▶ **Exercise brief**
When the word "region" shows up in a line of the records below, copy that line.
━━━━━━━━━━
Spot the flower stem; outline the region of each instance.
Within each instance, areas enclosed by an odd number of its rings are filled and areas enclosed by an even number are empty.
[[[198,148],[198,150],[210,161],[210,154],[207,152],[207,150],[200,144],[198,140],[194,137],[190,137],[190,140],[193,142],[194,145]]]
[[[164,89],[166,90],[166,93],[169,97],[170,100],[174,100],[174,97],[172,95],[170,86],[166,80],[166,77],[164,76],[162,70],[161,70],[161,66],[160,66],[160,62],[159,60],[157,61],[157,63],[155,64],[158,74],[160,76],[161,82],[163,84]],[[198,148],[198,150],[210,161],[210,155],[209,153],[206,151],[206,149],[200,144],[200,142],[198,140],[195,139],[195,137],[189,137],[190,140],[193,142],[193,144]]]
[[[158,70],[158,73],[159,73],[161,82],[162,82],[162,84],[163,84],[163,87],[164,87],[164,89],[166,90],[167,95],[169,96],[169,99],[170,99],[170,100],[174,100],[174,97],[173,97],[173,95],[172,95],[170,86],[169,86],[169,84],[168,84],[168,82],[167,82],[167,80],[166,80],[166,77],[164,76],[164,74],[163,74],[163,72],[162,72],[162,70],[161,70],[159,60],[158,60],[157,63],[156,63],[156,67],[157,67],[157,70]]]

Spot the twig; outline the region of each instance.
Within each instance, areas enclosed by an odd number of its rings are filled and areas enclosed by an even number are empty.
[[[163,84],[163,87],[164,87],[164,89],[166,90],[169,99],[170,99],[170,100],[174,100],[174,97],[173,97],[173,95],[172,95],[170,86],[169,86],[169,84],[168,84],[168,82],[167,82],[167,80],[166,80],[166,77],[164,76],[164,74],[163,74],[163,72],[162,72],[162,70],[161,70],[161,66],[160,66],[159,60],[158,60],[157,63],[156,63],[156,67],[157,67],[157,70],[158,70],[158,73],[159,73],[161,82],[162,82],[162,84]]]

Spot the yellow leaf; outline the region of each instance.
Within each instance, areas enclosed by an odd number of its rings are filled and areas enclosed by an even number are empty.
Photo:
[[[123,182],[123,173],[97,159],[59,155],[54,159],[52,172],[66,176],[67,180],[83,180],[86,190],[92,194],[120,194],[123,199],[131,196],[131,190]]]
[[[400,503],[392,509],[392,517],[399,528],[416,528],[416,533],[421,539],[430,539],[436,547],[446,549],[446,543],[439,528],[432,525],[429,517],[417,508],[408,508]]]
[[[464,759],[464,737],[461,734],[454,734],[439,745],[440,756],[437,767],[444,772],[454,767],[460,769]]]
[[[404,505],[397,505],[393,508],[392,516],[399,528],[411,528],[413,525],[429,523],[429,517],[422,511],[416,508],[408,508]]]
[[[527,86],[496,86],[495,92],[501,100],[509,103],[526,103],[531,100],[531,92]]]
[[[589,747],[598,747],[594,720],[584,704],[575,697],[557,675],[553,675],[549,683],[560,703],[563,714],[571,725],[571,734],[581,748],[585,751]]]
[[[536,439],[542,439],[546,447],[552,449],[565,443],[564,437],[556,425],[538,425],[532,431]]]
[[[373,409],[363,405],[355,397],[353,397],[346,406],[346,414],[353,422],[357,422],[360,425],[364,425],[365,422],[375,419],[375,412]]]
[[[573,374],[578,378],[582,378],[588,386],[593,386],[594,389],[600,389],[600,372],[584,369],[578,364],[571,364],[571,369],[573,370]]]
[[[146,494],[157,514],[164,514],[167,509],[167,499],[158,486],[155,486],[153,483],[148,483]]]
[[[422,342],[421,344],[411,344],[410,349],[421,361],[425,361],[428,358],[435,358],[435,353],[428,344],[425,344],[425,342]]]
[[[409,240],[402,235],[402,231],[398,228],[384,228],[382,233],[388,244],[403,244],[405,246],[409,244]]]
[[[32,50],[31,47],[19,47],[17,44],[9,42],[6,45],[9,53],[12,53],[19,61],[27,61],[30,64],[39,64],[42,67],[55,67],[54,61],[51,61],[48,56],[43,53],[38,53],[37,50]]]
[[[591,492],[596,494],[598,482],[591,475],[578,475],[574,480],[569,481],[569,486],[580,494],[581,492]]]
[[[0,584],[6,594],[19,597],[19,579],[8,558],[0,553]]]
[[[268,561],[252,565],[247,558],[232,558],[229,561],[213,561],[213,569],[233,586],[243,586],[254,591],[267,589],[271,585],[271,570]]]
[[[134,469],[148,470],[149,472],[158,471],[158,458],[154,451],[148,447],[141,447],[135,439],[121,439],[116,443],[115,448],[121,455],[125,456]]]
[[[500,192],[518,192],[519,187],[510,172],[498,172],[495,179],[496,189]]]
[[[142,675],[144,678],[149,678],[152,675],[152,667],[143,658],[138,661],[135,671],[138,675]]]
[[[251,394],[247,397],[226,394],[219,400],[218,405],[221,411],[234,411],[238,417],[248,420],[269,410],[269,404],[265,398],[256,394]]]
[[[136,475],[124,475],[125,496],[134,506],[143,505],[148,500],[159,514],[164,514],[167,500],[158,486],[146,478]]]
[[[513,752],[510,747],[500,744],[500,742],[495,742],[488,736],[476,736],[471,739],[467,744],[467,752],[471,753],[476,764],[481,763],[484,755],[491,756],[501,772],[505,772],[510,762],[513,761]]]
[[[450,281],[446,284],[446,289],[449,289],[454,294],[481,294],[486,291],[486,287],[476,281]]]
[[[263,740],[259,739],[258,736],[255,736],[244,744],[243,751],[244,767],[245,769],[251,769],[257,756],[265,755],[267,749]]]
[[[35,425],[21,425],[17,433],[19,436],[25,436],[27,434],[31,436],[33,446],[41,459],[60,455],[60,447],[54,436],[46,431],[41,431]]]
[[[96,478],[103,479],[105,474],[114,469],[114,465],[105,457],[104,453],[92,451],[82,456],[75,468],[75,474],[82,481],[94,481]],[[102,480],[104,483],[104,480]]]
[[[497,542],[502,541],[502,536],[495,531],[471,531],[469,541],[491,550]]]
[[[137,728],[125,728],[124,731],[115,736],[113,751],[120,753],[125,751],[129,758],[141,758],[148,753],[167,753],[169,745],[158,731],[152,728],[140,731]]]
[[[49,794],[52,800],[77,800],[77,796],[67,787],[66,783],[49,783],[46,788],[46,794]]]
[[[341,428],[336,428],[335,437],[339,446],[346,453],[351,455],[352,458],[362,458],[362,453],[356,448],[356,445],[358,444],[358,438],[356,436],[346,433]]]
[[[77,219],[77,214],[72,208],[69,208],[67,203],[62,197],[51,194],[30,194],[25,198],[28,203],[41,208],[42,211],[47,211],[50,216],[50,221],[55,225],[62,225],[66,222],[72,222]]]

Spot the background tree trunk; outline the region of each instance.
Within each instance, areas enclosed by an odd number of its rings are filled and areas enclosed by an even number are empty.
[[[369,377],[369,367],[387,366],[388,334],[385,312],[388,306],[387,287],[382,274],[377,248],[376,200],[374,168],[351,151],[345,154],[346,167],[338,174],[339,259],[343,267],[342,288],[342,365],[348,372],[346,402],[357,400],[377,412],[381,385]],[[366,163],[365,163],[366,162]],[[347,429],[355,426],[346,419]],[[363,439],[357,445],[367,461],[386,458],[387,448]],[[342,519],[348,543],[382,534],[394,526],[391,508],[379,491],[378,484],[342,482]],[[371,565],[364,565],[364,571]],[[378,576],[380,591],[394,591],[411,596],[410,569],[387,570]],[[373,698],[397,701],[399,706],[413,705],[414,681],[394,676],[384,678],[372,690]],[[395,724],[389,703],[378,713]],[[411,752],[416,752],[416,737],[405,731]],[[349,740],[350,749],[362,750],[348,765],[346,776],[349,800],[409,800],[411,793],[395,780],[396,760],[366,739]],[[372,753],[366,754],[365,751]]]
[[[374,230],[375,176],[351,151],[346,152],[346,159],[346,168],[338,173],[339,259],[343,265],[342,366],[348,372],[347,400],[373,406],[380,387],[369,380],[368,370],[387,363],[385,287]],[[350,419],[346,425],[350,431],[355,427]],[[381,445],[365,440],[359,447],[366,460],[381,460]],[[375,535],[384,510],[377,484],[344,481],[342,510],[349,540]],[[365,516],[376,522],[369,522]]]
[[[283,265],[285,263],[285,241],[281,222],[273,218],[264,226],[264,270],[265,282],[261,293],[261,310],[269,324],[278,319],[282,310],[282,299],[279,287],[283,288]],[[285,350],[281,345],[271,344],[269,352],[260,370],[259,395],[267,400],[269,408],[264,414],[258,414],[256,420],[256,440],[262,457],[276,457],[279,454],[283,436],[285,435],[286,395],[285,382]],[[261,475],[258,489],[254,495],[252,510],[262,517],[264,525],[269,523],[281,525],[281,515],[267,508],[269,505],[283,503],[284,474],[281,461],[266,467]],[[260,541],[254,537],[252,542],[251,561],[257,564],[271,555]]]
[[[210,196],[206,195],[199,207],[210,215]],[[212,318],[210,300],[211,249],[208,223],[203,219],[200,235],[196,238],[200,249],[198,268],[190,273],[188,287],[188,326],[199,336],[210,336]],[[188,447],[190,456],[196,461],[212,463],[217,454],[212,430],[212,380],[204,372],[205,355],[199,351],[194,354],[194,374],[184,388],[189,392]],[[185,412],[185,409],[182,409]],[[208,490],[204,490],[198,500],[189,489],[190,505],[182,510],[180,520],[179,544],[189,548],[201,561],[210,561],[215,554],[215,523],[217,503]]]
━━━━━━━━━━
▶ **Reply**
Spot the flower stem; outline the region of each instance.
Spot the twig; outline the region of each instance.
Spot the yellow leaf; outline the region of each instance.
Spot the background tree trunk; outline the region of each instance.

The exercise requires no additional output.